» **Source extract**:
=== Begin Enclosure ===
I would like to know since one P&G soap has gone off air an d the other one is due to go off later this year will P&G be looking for new soap material at all? I myself am a hopeful as a soap opera creator/writer and I have some ideas if they are interested.

Ann Martin's picture
Ann Martin - Sep 22, 2009

Older folks are using recorders to stay current with the soaps that they have watched for generations ... because they were/are the WORKING generation. It's their children who are watching other people live their lives on reality TV where there is no creativity. Also,it is certainly cheaper to produce shows with no real writers and no real actors. They can find a group of unemployed young people to entertain other unemployed young people. What a deal. I will truly miss Guiding Light...it was a welcome break at the end of my day.

S. SPREE's picture
S. SPREE - Sep 21, 2009

I think you intrepid reporter Nat DiMeo needs to go back to Soap 101. As many people have pointed out already. "As The World Turns" is the only P&G soap left. Not "The Young & The Restless," which he called old. Excuse me, but it has been the NUMBER ONE soap for at least 18 years now!!! Now if that's old, I don't know what is!?!

ava rodriguez's picture
ava rodriguez - Sep 20, 2009

If a show as BAD as General Hospital can still be on the air, it makes no sense that GL (whose ratings when cancellation was confirmed are BETTER than GH's are), makes no sense. You have Brian Frons who doesn't care what viewers want, he cares what HE wants to see. He picks favorites, shoves them up front, writes them totally OOC, then doesn't seem to care that the show has seen the biggest decline just since November that the show has ever seen. Polls, FG's, boycotts, means NOTHING to this man. He actually feels he can train his audience to buy is vision. GH needs to be GONE, like now.
=== End Enclosure ===
» **Instructions**:
**a)** Write out the part of the soap opera comments from "ava rodriguez's picture" up to and including "GONE, like now.".
**b)** Answer these questions from the soap opera comments:
(i) Which show does Ann Martin say she will truly miss?
(ii) According to S. SPREE, which show is the only P&G soap left?
(iii) Whom does ava rodriguez describe as not caring what viewers want?

» **Source data**:
=== Begin Enclosure ===
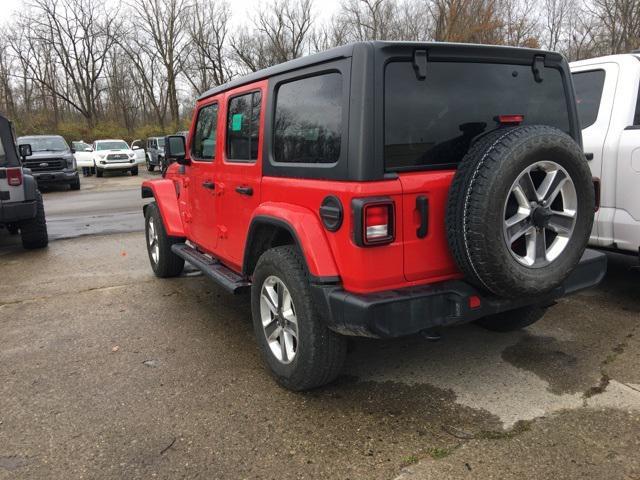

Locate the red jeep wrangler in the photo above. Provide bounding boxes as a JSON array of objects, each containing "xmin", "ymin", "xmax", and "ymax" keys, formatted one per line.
[{"xmin": 142, "ymin": 42, "xmax": 606, "ymax": 390}]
=== End Enclosure ===
» **Exercise results**:
**a)**
ava rodriguez's picture
ava rodriguez - Sep 20, 2009

If a show as BAD as General Hospital can still be on the air, it makes no sense that GL (whose ratings when cancellation was confirmed are BETTER than GH's are), makes no sense. You have Brian Frons who doesn't care what viewers want, he cares what HE wants to see. He picks favorites, shoves them up front, writes them totally OOC, then doesn't seem to care that the show has seen the biggest decline just since November that the show has ever seen. Polls, FG's, boycotts, means NOTHING to this man. He actually feels he can train his audience to buy is vision. GH needs to be GONE, like now.

**b)**
(i) Guiding Light
(ii) "As The World Turns"
(iii) Brian Frons